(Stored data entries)
┌────────
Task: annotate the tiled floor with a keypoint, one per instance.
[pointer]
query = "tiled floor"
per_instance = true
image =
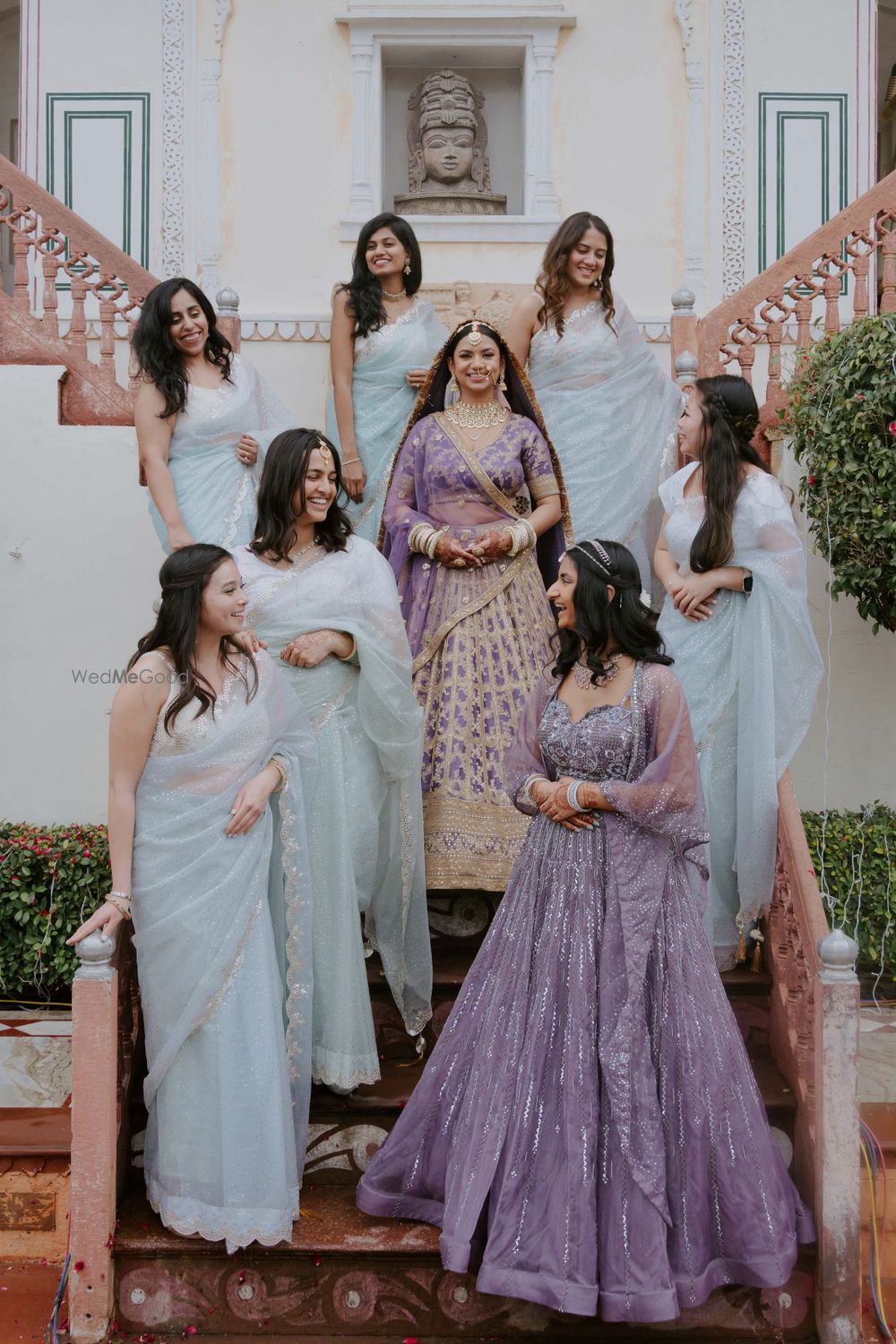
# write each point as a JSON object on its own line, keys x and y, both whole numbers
{"x": 35, "y": 1083}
└────────
Work required ▸ Write out the data above in full and exactly, but not the pictures.

Written reply ▸
Task: annotate the tiled floor with a keypoint, one per instance.
[pointer]
query = "tiled floor"
per_instance = true
image =
# write each point as a JSON object on its own line, keys x and y, both whole numbers
{"x": 35, "y": 1083}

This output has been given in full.